Written request: Put each line of the rows below into a numbered list, skipping any blank lines.

Excerpted data:
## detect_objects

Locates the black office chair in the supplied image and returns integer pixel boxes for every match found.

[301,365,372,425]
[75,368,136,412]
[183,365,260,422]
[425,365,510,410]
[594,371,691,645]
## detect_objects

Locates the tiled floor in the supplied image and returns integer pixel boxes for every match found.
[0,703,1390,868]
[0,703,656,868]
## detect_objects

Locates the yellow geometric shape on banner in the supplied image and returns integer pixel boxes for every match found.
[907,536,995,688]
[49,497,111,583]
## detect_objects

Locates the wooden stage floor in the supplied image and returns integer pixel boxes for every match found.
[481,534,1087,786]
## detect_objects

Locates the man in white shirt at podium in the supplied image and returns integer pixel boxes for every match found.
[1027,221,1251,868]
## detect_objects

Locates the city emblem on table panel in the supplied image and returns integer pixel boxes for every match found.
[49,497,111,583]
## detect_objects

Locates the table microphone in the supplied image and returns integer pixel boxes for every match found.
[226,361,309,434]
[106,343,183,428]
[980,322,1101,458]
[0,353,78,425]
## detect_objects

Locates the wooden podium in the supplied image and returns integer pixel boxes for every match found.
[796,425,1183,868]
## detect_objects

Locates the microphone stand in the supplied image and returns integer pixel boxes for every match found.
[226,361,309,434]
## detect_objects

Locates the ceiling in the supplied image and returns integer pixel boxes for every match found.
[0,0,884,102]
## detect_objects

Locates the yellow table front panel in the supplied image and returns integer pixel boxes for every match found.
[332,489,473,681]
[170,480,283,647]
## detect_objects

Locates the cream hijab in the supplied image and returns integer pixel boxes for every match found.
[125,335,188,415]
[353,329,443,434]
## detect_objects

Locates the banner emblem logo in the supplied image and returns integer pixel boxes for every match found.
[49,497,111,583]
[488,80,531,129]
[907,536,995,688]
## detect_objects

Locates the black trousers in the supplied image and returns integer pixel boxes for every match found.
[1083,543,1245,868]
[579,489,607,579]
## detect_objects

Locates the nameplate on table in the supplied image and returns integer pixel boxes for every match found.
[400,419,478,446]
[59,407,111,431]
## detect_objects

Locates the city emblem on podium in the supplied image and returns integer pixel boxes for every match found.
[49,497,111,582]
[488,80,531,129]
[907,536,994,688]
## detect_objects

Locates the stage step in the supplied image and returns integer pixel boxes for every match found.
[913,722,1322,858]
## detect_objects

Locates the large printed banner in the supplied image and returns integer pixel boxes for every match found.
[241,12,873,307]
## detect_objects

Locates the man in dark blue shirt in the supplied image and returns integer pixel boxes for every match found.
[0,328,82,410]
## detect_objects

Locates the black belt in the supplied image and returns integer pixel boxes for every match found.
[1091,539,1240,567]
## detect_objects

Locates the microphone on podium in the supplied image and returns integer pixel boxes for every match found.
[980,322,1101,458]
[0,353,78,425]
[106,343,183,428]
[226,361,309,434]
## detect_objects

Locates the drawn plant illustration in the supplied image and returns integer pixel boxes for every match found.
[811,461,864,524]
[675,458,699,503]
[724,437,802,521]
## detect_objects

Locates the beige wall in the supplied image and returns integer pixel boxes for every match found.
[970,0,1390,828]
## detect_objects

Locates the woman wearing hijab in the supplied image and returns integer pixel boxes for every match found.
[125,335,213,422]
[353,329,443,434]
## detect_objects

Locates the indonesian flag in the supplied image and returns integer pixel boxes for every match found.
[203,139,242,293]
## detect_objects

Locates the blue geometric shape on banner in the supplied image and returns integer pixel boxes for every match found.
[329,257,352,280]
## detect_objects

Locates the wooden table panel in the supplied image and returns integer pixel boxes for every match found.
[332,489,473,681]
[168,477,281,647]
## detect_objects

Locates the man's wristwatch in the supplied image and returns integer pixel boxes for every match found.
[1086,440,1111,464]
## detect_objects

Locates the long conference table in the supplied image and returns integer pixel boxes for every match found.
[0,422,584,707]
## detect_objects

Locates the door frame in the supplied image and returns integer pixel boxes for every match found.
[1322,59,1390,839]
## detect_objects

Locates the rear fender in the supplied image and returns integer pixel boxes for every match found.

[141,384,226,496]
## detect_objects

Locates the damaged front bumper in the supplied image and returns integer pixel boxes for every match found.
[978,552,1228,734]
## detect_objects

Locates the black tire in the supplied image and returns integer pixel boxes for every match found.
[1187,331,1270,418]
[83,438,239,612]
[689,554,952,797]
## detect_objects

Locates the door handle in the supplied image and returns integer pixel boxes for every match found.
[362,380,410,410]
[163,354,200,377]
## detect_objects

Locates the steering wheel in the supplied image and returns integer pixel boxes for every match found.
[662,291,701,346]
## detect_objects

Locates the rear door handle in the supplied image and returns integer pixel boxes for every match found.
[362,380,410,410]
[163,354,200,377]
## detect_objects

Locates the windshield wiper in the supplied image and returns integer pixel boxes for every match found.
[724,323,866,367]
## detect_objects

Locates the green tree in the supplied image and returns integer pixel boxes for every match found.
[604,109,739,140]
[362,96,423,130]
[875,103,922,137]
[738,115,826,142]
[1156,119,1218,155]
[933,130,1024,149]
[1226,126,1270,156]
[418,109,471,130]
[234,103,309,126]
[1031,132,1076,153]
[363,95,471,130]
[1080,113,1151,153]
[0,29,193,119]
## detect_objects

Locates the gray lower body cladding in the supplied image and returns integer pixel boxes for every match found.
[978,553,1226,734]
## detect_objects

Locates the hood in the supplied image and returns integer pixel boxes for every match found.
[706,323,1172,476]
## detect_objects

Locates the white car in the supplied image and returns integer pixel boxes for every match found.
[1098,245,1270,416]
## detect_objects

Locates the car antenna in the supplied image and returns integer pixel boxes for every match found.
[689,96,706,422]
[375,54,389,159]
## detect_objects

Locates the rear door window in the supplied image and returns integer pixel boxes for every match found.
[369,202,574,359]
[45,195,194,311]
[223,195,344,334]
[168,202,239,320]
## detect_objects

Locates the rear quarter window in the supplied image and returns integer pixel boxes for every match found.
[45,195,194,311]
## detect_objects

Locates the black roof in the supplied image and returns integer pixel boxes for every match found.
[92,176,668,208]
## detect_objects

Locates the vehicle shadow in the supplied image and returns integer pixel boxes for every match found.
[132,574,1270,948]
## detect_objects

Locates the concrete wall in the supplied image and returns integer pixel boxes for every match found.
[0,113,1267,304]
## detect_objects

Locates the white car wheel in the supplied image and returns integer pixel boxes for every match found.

Correct response:
1. ## detect_objects
2. Locates the black office chair in the supplied image and returns integer pixel boxes for every match found.
3. [301,365,372,425]
4. [75,368,136,412]
5. [183,365,260,422]
6. [425,365,510,410]
7. [594,371,691,645]
8. ## detect_objects
9. Locates the tiled floor in the supplied image and returns integer pixel boxes for every match found.
10. [0,703,1390,868]
11. [0,703,656,868]
12. ## detect_objects
13. Locates the yellow geometric shape on banner in the supplied image and returns integer pixel boxes for every match found.
14. [907,536,995,688]
15. [49,497,111,583]
16. ## detect_objects
17. Locates the wooden stage floor in the supplied image and returns integer pixel boxes for every match found.
18. [481,534,1087,786]
19. ## detect_objects
20. Locates the man in white shirt at podium in the supplied image and returns integer pixel boxes for every match found.
21. [1027,221,1251,868]
22. ## detect_objects
23. Locates the city emblem on table panel in the supplied image and returns integer pixel boxes for every match found.
24. [49,497,111,583]
25. ## detect_objects
26. Locates the table microphone in the supplied image and returns integer pixel boxes for every match found.
27. [226,361,309,434]
28. [106,343,183,428]
29. [980,322,1101,458]
30. [0,353,78,425]
31. ## detect_objects
32. Locates the wooden podium in the supplied image and returns integer pixel boxes for every match found.
33. [796,425,1183,868]
34. ## detect_objects
35. Locates the microphone stand in the supplied image and returns integer pixel boxes for every match found.
36. [226,361,309,434]
37. ## detect_objects
38. Locates the ceiling in the supplied image and returns integer pixel boxes for every match found.
39. [0,0,884,102]
40. ## detect_objects
41. Locates the yellow table front panel in the supplied image and returns integer pixel boxes for every match found.
42. [332,489,473,681]
43. [170,480,283,647]
44. ## detect_objects
45. Locates the cream hijab in the supplied image and returns integer pixel boxes for every match found.
46. [125,335,188,415]
47. [353,329,443,434]
48. ## detect_objects
49. Locates the banner emblem logo in the supplied image and returns integer pixel boxes for every match found.
50. [49,497,111,583]
51. [488,80,531,129]
52. [907,536,995,688]
53. ## detect_objects
54. Locates the black trousers in the supplied image and returns integer pixel boxes for every match found.
55. [1083,543,1245,868]
56. [579,489,607,579]
57. ## detect_objects
58. Locates the nameplate on table in the supplied image and returns integer pixel boxes for every match found.
59. [400,419,478,446]
60. [59,407,111,431]
61. ## detect_objects
62. Locates the city emblem on podium in the supplied image and returns integer pixel boxes for every match found.
63. [49,497,111,582]
64. [488,80,531,129]
65. [907,536,994,688]
66. ## detect_objects
67. Locates the stage step in the supplied image and returns integer pixel boxes for every match found.
68. [913,722,1322,858]
69. ## detect_objects
70. Locates the large printed banner in the supplied image and returns integer pixel boxes for every match found.
71. [241,12,873,307]
72. ## detect_objects
73. Locates the man in dark blue shirt in the supplied image and returns integer pixel boxes for every match found.
74. [0,328,82,410]
75. ## detect_objects
76. Locates the black belt in the supplied image and returns integer pixel boxes for every match found.
77. [1091,539,1240,567]
78. ## detect_objects
79. Locates the microphone on podium in the supplied image and returns integer pixel boxes for every match found.
80. [980,322,1101,458]
81. [0,353,78,425]
82. [106,343,183,428]
83. [226,361,309,434]
84. ## detect_objects
85. Locates the drawn plant illustration in the supplied image and returns integer pixel boxes for every match found.
86. [811,461,864,524]
87. [675,458,699,503]
88. [724,437,802,521]
89. ## detect_objects
90. Locates the beige wall in the supplied image and returns integer pixel boxes for every match found.
91. [970,0,1390,828]
92. ## detect_objects
93. Locates the woman wearing hijab in the supplied image and returns integer pixel boxes for every match found.
94. [125,335,213,422]
95. [353,329,443,434]
96. ## detect_objects
97. Locates the indonesian flag in the supplied image and returns integer pixel boxes for every match found.
98. [203,139,242,293]
99. ## detect_objects
100. Locates the blue geometric shape on banner in the supplied image and returns integer pixel boxes for every match found.
101. [329,257,352,280]
102. ## detect_objects
103. Locates the wooden table panel in the supplied image and returns integer pixel boxes for every match found.
104. [332,489,473,681]
105. [168,477,281,647]
106. ## detect_objects
107. Locates the man's wristwatch in the supplied image and returns integer pixel boxes for every match found.
108. [1086,440,1111,464]
109. ## detect_objects
110. Locates the long conference table in the supplied image and returns integer pixel boxes for every match found.
111. [0,422,584,707]
112. ## detect_objects
113. Locates the door frame in the supplied image and returns integer pixel boxes for every match found.
114. [1322,59,1390,839]
115. ## detect_objects
116. Locates the rear fender in the supplied image and returns integer pixel boxes for every match found.
117. [141,384,226,496]
118. ## detect_objects
119. Locates the damaged front bumper in the supplied image and returns integer pixel boxes for every match found.
120. [978,552,1228,734]
121. ## detect_objects
122. Locates the black tire in the supplied image and returns integer pixel boxes for every match found.
123. [1187,331,1270,418]
124. [83,438,239,612]
125. [689,554,952,797]
126. ## detect_objects
127. Locates the door handle in the supplied image and returns integer pixel boxes for every match found.
128. [362,380,410,410]
129. [163,354,200,377]
130. ## detect_objects
131. Locates the steering wheel in the supplied image and returns integer pixel boxes for every match found.
132. [662,291,701,346]
133. ## detect_objects
134. Locates the rear door handle in the supplied image and returns integer pixel boxes for every match found.
135. [362,380,410,410]
136. [163,354,200,377]
137. ## detect_objects
138. Locates the windshield wiper in the supplied image and returns integer pixel boxes for every match found.
139. [724,323,866,367]
140. ## detect_objects
141. Locates the green tree in the supplied image and returns integer pixel boxes for every match found.
142. [604,109,739,140]
143. [362,96,423,130]
144. [875,103,922,137]
145. [738,115,826,142]
146. [1156,119,1218,155]
147. [933,130,1024,149]
148. [1226,126,1270,156]
149. [418,109,471,130]
150. [234,103,309,126]
151. [1031,132,1076,153]
152. [363,95,471,130]
153. [1080,113,1151,153]
154. [0,29,193,119]
155. ## detect_objects
156. Locates the gray lower body cladding in the supplied image and returns integer pixel boxes for every match found.
157. [978,553,1226,734]
158. ## detect_objects
159. Locates the hood in the supplied image and returns integer pixel boxes for every match found.
160. [706,323,1172,476]
161. ## detect_objects
162. Locates the white car in the supplied image and returns integer pixel boxes for every match found.
163. [1098,245,1270,416]
164. ## detect_objects
165. Locates the car antenna in the supplied image and returns integer pixel boxes for every match found.
166. [689,96,706,422]
167. [375,54,389,159]
168. ## detect_objects
169. Locates the rear door window in the supplied image and returns integer pixel boxes for every match found.
170. [369,202,574,359]
171. [45,195,194,311]
172. [223,195,344,334]
173. [168,202,239,320]
174. ## detect_objects
175. Locates the rear quarter window in the supplied image and returns integer pixel boxes for every match found.
176. [45,195,194,311]
177. ## detect_objects
178. Locates the black roof in the supplied image and returns integer pixel boxes for every match found.
179. [92,176,668,208]
180. ## detect_objects
181. Locates the vehicle shadow in the supplied image and returns integer pixel boxes for every match found.
182. [132,574,1270,948]
183. ## detect_objects
184. Locates the concrete wall in the supplied image and returns integer pixel boxes for every match found.
185. [0,113,1267,304]
186. ## detect_objects
187. Locates the white car wheel in the supplied image and returns integer pixel boxes for every match found.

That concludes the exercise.